(What needs to be done): Take the lines below beginning at the line that has "Target: upper floor landing" and stopping after the line that has "Target: long blonde hair", and print them exactly as they are, with no other lines.

Natural language region descriptions
++++++++++

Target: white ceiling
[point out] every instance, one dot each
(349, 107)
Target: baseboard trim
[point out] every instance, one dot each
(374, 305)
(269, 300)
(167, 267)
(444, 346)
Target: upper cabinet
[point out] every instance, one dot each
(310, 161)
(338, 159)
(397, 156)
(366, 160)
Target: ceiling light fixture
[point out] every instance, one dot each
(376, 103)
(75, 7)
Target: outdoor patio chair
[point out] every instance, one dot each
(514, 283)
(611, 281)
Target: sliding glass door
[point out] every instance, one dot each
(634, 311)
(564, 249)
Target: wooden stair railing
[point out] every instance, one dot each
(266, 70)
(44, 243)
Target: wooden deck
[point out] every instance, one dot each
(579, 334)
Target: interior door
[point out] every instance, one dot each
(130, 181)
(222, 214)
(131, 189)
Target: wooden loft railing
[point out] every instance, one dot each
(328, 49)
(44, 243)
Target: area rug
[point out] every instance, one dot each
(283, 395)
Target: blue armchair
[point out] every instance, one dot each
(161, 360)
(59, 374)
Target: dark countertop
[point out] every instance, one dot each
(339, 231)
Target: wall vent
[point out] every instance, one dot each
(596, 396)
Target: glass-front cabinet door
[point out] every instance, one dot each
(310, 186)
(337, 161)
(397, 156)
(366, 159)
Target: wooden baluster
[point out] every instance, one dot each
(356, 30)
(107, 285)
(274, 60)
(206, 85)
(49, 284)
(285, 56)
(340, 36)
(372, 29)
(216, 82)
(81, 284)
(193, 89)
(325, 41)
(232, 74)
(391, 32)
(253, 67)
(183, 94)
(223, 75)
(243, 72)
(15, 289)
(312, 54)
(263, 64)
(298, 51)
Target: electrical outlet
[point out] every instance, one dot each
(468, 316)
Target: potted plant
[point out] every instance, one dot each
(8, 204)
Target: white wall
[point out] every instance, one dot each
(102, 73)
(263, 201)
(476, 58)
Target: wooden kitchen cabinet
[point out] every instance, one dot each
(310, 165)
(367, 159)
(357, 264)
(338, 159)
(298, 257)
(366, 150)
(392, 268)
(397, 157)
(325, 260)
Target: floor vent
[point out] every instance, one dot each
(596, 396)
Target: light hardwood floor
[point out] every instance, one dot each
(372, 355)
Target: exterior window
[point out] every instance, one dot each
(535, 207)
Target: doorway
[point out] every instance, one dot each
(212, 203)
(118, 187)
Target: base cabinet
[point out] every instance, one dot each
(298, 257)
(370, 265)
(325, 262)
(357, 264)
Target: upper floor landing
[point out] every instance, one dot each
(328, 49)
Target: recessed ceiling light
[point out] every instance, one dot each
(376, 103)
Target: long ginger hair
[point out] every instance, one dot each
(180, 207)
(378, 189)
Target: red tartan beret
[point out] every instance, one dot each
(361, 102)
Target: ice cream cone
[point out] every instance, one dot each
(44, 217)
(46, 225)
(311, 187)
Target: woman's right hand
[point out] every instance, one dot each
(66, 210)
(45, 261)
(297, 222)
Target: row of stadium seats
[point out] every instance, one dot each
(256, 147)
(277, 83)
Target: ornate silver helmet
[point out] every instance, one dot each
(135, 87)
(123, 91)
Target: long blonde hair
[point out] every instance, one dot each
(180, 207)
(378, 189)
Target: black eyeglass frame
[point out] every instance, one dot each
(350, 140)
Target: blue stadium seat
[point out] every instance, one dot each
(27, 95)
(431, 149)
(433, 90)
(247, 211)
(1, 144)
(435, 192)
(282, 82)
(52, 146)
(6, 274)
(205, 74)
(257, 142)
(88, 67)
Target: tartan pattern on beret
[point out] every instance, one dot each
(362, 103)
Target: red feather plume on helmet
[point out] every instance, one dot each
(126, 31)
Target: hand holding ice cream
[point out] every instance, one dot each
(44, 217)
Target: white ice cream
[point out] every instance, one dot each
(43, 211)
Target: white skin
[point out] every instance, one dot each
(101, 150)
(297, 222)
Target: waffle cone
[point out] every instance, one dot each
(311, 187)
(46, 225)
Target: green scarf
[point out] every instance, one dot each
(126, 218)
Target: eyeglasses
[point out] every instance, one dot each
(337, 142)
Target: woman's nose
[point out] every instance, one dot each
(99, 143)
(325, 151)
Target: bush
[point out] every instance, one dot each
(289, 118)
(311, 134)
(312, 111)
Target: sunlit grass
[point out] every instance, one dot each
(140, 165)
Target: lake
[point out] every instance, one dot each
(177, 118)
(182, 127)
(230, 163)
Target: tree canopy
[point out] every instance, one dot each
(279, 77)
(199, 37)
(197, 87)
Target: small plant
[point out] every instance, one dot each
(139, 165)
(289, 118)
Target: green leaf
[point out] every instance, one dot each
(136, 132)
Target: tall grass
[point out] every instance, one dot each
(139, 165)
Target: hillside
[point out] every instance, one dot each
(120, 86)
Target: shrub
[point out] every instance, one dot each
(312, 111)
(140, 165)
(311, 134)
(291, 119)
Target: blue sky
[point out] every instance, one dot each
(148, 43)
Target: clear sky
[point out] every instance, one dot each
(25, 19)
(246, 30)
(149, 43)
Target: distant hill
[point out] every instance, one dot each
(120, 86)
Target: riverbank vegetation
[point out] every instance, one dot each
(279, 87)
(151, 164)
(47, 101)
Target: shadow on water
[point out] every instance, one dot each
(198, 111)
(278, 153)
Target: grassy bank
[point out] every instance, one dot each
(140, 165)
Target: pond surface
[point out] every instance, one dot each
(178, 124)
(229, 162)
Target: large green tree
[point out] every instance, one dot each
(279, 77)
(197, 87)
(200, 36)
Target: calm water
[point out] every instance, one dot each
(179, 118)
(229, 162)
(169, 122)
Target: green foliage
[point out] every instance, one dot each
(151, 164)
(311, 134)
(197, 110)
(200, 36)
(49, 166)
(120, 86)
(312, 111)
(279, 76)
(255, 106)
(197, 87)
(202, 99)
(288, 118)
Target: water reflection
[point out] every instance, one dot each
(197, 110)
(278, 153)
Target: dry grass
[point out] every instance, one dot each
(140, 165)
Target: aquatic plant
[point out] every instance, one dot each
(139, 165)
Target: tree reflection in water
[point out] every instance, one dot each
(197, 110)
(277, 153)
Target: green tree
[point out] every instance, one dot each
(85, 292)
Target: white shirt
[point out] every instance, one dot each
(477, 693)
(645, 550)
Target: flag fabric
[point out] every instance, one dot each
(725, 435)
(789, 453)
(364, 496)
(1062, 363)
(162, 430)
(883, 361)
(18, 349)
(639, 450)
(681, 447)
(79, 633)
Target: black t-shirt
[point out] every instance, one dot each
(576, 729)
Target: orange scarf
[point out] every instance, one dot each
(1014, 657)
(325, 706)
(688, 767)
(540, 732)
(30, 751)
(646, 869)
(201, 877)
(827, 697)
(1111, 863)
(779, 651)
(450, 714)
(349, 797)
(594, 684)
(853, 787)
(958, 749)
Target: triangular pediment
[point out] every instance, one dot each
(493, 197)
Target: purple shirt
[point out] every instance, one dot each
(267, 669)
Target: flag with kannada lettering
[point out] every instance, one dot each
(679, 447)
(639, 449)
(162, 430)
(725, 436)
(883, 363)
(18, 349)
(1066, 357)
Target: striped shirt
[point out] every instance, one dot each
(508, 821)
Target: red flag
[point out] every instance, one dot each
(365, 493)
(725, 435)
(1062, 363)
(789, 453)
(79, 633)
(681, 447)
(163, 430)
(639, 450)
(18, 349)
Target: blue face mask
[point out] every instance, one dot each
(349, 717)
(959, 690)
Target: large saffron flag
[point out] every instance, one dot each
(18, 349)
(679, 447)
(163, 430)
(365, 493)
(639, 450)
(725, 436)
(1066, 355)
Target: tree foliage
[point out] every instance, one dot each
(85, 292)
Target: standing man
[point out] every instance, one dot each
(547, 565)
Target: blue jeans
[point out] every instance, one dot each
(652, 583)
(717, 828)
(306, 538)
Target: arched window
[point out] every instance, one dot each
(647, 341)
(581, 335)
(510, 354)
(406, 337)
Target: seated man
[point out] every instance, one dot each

++++++++++

(Output for this task):
Target: upper floor landing
[point out] every instance, one dot each
(328, 49)
Target: recessed ceiling light
[point out] every instance, one dot each
(376, 103)
Target: long ginger hair
[point out] every instance, one dot each
(180, 207)
(378, 189)
Target: red tartan beret
[point out] every instance, one dot each
(361, 102)
Target: ice cream cone
[point out] every instance, one dot each
(44, 217)
(46, 225)
(311, 187)
Target: woman's right hand
[point out] every instance, one dot each
(66, 210)
(45, 261)
(297, 222)
Target: row of stadium seats
[point out] every instance, one dot each
(256, 147)
(277, 83)
Target: ornate silver helmet
[point out] every instance, one dot each
(135, 87)
(123, 91)
Target: long blonde hair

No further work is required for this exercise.